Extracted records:
▼▼▼
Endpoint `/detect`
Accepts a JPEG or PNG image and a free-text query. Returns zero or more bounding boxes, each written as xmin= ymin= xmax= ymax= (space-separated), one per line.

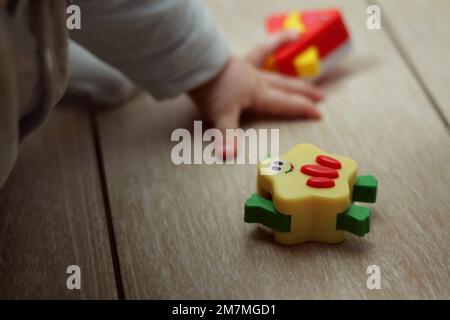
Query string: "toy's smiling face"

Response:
xmin=260 ymin=157 xmax=294 ymax=176
xmin=258 ymin=144 xmax=357 ymax=222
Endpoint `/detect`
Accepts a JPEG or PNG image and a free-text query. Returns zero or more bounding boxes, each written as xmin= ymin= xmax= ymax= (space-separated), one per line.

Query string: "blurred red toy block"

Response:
xmin=265 ymin=9 xmax=350 ymax=79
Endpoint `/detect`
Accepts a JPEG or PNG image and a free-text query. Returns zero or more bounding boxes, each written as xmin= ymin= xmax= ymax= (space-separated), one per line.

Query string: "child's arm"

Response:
xmin=70 ymin=0 xmax=230 ymax=99
xmin=71 ymin=0 xmax=322 ymax=156
xmin=190 ymin=32 xmax=323 ymax=157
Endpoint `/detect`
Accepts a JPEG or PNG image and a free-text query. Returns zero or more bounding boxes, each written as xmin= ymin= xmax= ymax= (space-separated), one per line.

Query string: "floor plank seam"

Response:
xmin=366 ymin=0 xmax=450 ymax=134
xmin=90 ymin=111 xmax=125 ymax=300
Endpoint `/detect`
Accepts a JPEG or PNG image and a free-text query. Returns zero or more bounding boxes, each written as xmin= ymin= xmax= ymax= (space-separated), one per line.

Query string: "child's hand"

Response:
xmin=190 ymin=32 xmax=323 ymax=157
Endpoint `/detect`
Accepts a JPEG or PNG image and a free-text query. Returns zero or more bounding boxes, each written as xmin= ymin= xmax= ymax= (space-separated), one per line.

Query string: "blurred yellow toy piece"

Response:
xmin=294 ymin=47 xmax=320 ymax=78
xmin=283 ymin=11 xmax=305 ymax=33
xmin=244 ymin=144 xmax=377 ymax=245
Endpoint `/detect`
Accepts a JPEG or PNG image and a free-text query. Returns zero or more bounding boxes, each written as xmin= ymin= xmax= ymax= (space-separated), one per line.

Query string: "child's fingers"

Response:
xmin=247 ymin=30 xmax=299 ymax=67
xmin=264 ymin=72 xmax=324 ymax=101
xmin=253 ymin=88 xmax=321 ymax=119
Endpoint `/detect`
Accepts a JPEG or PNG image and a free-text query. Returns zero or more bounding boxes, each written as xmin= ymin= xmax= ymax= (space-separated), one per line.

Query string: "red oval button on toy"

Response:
xmin=306 ymin=177 xmax=334 ymax=188
xmin=300 ymin=164 xmax=339 ymax=179
xmin=316 ymin=155 xmax=342 ymax=169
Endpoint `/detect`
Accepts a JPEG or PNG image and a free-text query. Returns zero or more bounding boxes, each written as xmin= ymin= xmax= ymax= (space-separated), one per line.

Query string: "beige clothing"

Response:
xmin=0 ymin=0 xmax=229 ymax=187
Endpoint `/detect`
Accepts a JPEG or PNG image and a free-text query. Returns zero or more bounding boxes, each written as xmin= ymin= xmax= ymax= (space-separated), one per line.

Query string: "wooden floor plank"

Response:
xmin=376 ymin=0 xmax=450 ymax=126
xmin=99 ymin=0 xmax=450 ymax=299
xmin=0 ymin=104 xmax=117 ymax=299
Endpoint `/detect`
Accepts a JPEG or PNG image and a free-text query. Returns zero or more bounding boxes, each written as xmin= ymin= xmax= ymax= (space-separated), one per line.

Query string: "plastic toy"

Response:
xmin=265 ymin=9 xmax=350 ymax=79
xmin=244 ymin=144 xmax=377 ymax=245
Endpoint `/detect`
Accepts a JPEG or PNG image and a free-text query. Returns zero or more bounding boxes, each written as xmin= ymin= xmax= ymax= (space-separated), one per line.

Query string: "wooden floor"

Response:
xmin=0 ymin=0 xmax=450 ymax=299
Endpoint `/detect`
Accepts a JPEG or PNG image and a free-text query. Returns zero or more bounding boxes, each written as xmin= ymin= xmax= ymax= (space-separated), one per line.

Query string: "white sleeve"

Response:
xmin=70 ymin=0 xmax=230 ymax=98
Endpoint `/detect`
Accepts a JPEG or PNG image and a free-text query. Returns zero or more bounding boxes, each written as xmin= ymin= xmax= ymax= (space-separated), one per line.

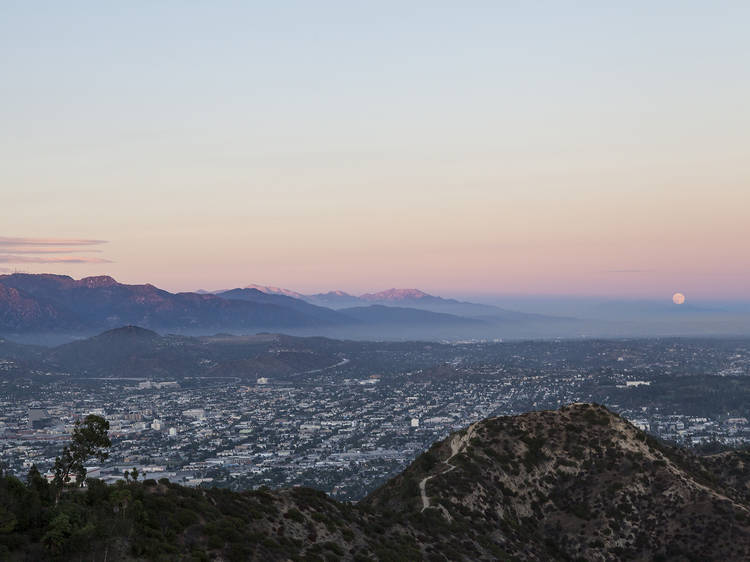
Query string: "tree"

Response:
xmin=54 ymin=414 xmax=112 ymax=490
▲▲▲
From the material above, pull out every line containing the word "blurred" and copy each one unchanged.

▶ The result:
Query string: "blurred red toy block"
Query string: "blurred yellow toy piece"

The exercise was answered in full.